#### [EXERCISE INSTRUCTIONS]
Pull out every line from the rows below that contains the string "image", treating uppercase and lowercase as different.

#### [DATA TO USE]
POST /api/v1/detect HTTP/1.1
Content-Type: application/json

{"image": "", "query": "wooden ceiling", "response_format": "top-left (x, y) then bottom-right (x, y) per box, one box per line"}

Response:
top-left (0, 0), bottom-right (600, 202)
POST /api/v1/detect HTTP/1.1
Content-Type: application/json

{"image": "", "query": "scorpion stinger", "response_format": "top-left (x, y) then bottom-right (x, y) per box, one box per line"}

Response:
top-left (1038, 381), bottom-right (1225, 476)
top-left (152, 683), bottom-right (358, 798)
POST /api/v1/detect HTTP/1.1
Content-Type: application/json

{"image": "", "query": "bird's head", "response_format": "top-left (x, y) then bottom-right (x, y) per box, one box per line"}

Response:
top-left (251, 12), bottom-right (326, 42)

#### [TASK RESPONSE]
{"image": "", "query": "wooden ceiling", "response_format": "top-left (x, y) then bottom-right (x, y) per box, one box per line"}
{"image": "", "query": "scorpion stinger", "response_format": "top-left (x, y) then bottom-right (x, y) per box, one box per line"}
{"image": "", "query": "bird's head", "response_format": "top-left (x, y) then bottom-right (x, y) per box, one box per line"}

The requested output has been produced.